Recorded data —

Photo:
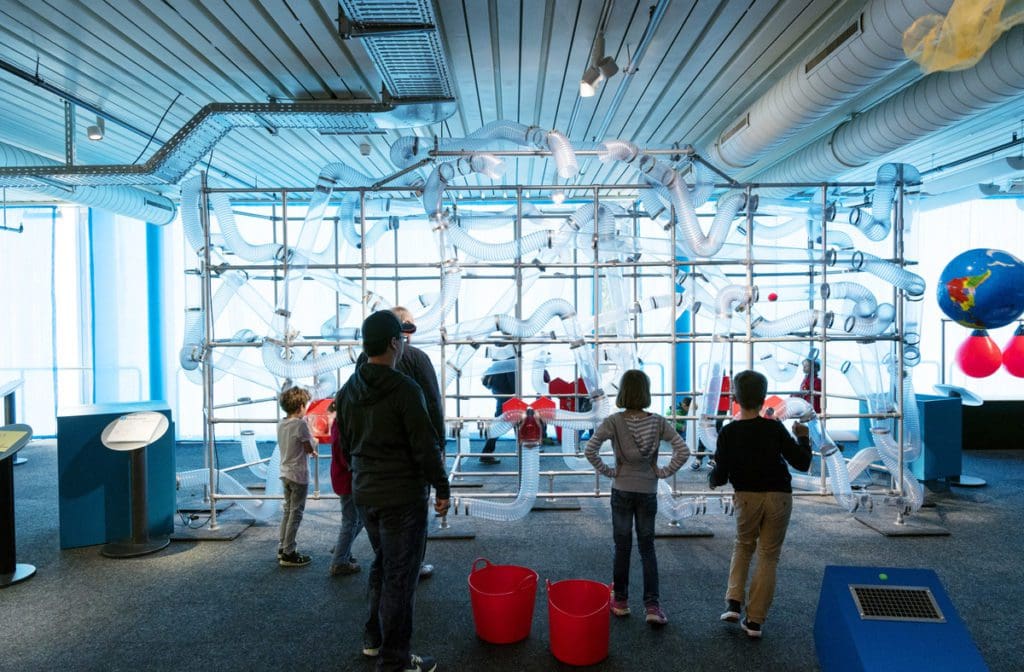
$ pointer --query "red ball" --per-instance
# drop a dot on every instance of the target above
(979, 357)
(1013, 353)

Exercise —
Please write out the whole listing again, requests included, adding 12 to every coordinate in the answer points. Leave the pictures out.

The reply —
Photo:
$ pointer --query "red ball" --per-instance
# drop a dot on every instance of the target above
(991, 369)
(1025, 365)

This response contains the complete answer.